» **Tasks to carry out**
1. Put this sentence from the spam email article into Spanish: "If you want to win the fight, you have to know your enemy."
2. Carry on with the spam email article, picking up right after its last heading.

» **Text excerpt**
────────

What Happens When You Click on a Link in a Spam Email (Don’t Do It)
“Don’t open any suspicious links, especially the ones that come in spam emails.” It feels like this rule should be taught with good old classics like “Look both ways before crossing the street” or “Don’t take candy from a stranger.” We live in a digitalized age where screen time for us and our children keeps increasing exponentially.
While benefits of the internet and easy electronic communication abound, these tools come with certain risks. The Nigerian prince email scam, for example, has been around for decades now, but people still fall for it. Just in 2018, it claimed over $700,000 from gullible Americans, which proves beyond any doubt that learning how to stop spam emails is crucial in the 21st century.
Not Every Spam Email Is Dangerous, but Still…
If you want to win the fight, you have to know your enemy. Considering how different spam emails can be, it’s no wonder that many people can’t resist the temptation to click that link and suffer the consequences. Some spam emails are just annoying ads for products that you probably don’t care for. Others can be vicious attempts to steal your identity and do some serious damage. Here’s an overview of the most common spam email types:
Spam Email Type
Pornographic Spam Emails
I Clicked on a Link in a Spam Email! Now What?

────────

» **Data excerpt**
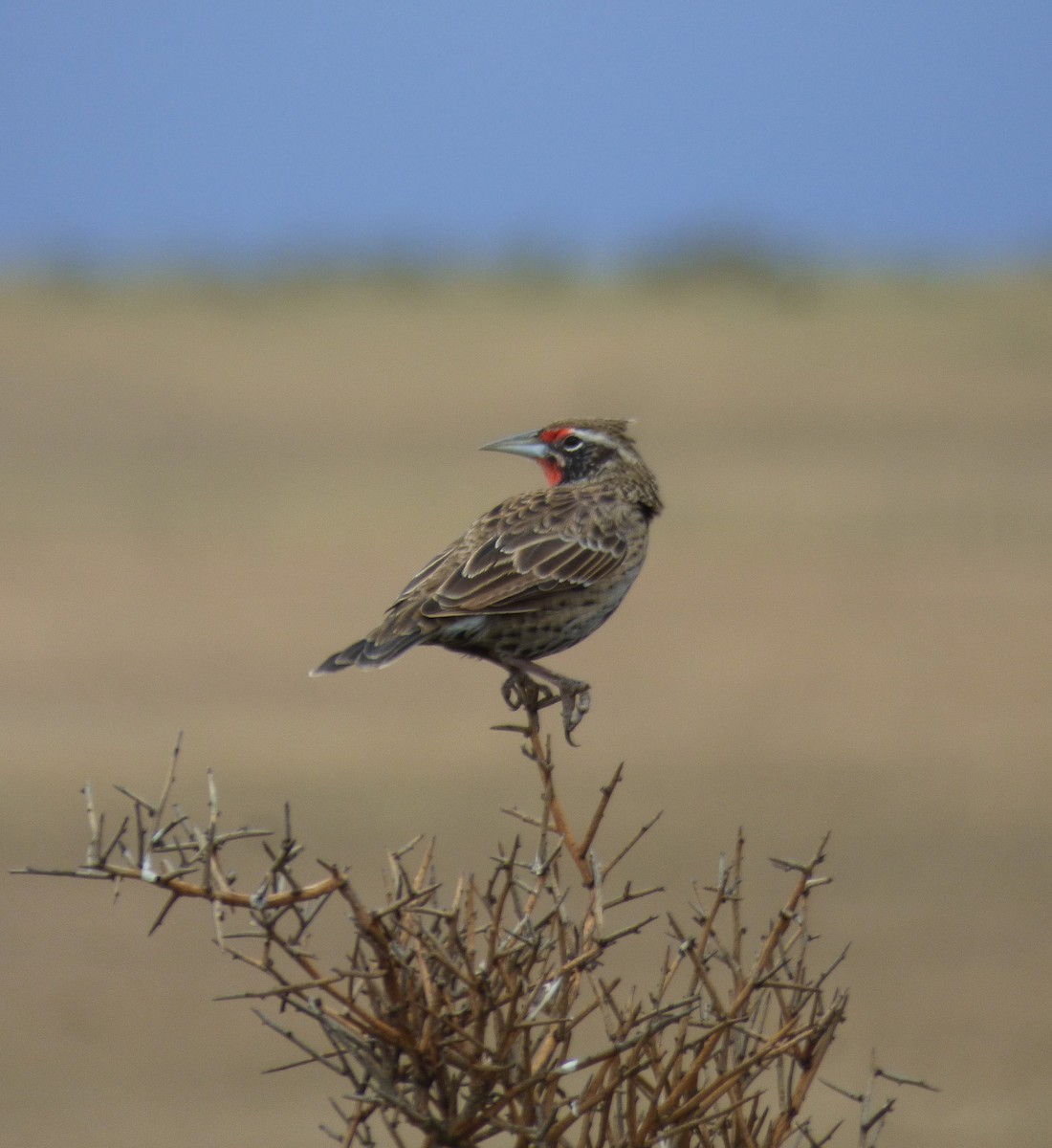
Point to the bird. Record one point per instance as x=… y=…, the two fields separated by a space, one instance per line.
x=536 y=574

────────

» **Outputs**
1. Si quieres ganar la pelea, tienes que conocer a tu enemigo.

2.
First of all, try to remain calm. Don’t go too hard on yourself because it can happen to anybody. While some of the spam emails are quite obvious in their attempt to get harmful malware on your computer or get a hold of your credit card info, some sound so real that a true criminal mastermind could have created them.
Most malicious links will take you to a website where you’re supposed to log in or enter your bank account info. The crucial step here is to close the page as soon as possible and refrain from typing in anything. In some cases, it will seem like nothing happened after you hit that shady link, but it doesn’t mean you’re safe.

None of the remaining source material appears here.